### WHAT IS EXPECTED
For this exercise, transcribe all of the entries exactly.

* * *

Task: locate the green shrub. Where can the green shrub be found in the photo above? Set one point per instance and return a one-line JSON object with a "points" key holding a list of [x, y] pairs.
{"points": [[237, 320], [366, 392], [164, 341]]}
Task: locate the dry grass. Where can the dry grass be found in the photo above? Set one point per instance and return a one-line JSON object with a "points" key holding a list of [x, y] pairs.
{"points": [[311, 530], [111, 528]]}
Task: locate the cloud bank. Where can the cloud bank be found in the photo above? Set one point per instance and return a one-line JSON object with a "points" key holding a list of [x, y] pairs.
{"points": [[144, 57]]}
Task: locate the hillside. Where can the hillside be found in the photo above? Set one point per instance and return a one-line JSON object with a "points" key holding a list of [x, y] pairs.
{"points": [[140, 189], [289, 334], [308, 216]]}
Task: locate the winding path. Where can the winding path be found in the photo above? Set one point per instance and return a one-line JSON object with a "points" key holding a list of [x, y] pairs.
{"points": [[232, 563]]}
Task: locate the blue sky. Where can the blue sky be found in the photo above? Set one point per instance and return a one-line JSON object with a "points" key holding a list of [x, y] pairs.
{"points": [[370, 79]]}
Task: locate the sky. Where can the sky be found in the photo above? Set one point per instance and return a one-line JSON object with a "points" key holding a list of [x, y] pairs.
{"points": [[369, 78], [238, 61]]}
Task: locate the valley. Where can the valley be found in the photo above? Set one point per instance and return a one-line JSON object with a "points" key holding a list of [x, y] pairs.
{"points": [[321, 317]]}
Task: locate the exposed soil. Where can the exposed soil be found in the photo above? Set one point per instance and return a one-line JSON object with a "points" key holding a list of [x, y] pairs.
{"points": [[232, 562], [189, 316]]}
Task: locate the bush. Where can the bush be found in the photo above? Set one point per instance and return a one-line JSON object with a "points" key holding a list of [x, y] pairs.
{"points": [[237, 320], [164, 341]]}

* * *

### SOLUTION BELOW
Task: locate the green shrub. Where can the green shrub be found in the photo above? Set one point per instance and return a one-line JSON object with a "points" key holding a list of [x, y] pairs.
{"points": [[237, 320], [366, 392], [164, 341]]}
Task: locate the dry grass. Where can the dry grass be found in the photo above? Set one point per instance and return a one-line JSON object with a "points" key holding a list of [x, y] pairs.
{"points": [[311, 530], [111, 528]]}
Task: locate the cloud bank. Where can the cloud bank be found in the photo above? Set one point per instance and return a one-line JSON object with a "points" key holding a list of [x, y] pairs.
{"points": [[144, 57]]}
Task: locate the hillside. Where can the hillside be found in the photo above? Set one point per instance and return a one-line JSON object with a "points" key holding a list of [x, y] pairs.
{"points": [[140, 189], [289, 334], [308, 216]]}
Task: locate the winding path. Where can the winding path be found in the photo above? Set one point per instance and return a one-line JSON object with a "points" key holding a list of [x, y] pairs.
{"points": [[232, 563]]}
Task: locate the blue sky. Where can the blue sky be found in the photo above? Set one point per instance and return a one-line JSON object with a "points" key holding a list of [x, y] pairs.
{"points": [[370, 79]]}
Task: locate the sky. Where can the sky be found in the photo above? Set one point per instance and return a one-line JSON object with a "points" key holding a list of [x, y] pairs.
{"points": [[369, 78], [238, 61]]}
Task: locate the valley. Where can the valley be found in the photo above? Set one point per instance and return a one-line JSON object with a "points" key holding a list of [x, y] pairs.
{"points": [[321, 317]]}
Task: locate the exposed soil. Where can the exposed soil be found in the photo above? Set one point per instance and return a one-line JSON object with a "points" key holding a list of [x, y] pairs.
{"points": [[232, 562], [189, 316]]}
Task: locate the bush. Where can the bush be found in the photo above? Set one point per instance and return a one-line JSON object with a "points" key holding a list of [x, y] pairs.
{"points": [[237, 320], [164, 341]]}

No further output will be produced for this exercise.